- [REQUIRED WORK]
• 1. Copy word for word the stretch of the Black Book of Religion excerpt from "Faced as we" through "seems to me.".
• 2. Quote the entries exactly, from the start of the entries through the line containing "482 153 549 183".

The Black Book of Religion

In 1997, a thick grim volume titled The Black Book of Communism became a surprise bestseller in France, where Marxism was once as commonplace as claret. Edited by Stéphane Courtois, the director of research at the Centre National de la Recherche Scientifique in Paris, it documented the crimes against humanity committed across the globe in the name of socialism. Expertly translated for American readers by Harvard University Press in 2001, the Black Book offers an authoritative indictment, 856 pages long, of the ideological extremism to which many among the thinking classes have been susceptible. The book writes finis to the state of denial on the left concerning Stalin and Mao that long persisted, not just in France.

Faced as we are every day by a different kind of zealotry, it occurred to me that we need a companion volume, a Black Book of Religion, documenting the grievous offenses perpetrated in the name of God. The suicide bombers who have sown mayhem in Iraq, the Islamists who last year shredded railway passengers in Spain, or the demented Muslim who recently shot and stabbed a Dutch filmmaker, then pinned a note to his bleeding body boasting of his deed, are but current examples of an uncomfortable paradox. Few humans stoop lower, seemingly, than those whose gaze is fixed on heaven. The same transcendent epiphany that animates saints can perversely transform others into devils. Just how and why Dr. Jekyll becomes Mr. Hyde surely deserves keener attention from the devout of all faiths, or so it seems to me.

What follows is a prospectus, humbly submitted by a troubled secularist.

[Dataset extracts with box labels]
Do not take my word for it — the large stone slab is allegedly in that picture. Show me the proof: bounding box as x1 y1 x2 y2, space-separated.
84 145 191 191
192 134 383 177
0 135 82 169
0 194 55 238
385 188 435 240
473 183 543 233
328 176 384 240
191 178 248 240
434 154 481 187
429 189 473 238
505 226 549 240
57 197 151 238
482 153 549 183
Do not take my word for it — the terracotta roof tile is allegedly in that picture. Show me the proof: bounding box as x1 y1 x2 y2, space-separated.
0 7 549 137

- [TASK-BY-TASK OUTPUTS]
• 1.
Faced as we are every day by a different kind of zealotry, it occurred to me that we need a companion volume, a Black Book of Religion, documenting the grievous offenses perpetrated in the name of God. The suicide bombers who have sown mayhem in Iraq, the Islamists who last year shredded railway passengers in Spain, or the demented Muslim who recently shot and stabbed a Dutch filmmaker, then pinned a note to his bleeding body boasting of his deed, are but current examples of an uncomfortable paradox. Few humans stoop lower, seemingly, than those whose gaze is fixed on heaven. The same transcendent epiphany that animates saints can perversely transform others into devils. Just how and why Dr. Jekyll becomes Mr. Hyde surely deserves keener attention from the devout of all faiths, or so it seems to me.

• 2.
Do not take my word for it — the large stone slab is allegedly in that picture. Show me the proof: bounding box as x1 y1 x2 y2, space-separated.
84 145 191 191
192 134 383 177
0 135 82 169
0 194 55 238
385 188 435 240
473 183 543 233
328 176 384 240
191 178 248 240
434 154 481 187
429 189 473 238
505 226 549 240
57 197 151 238
482 153 549 183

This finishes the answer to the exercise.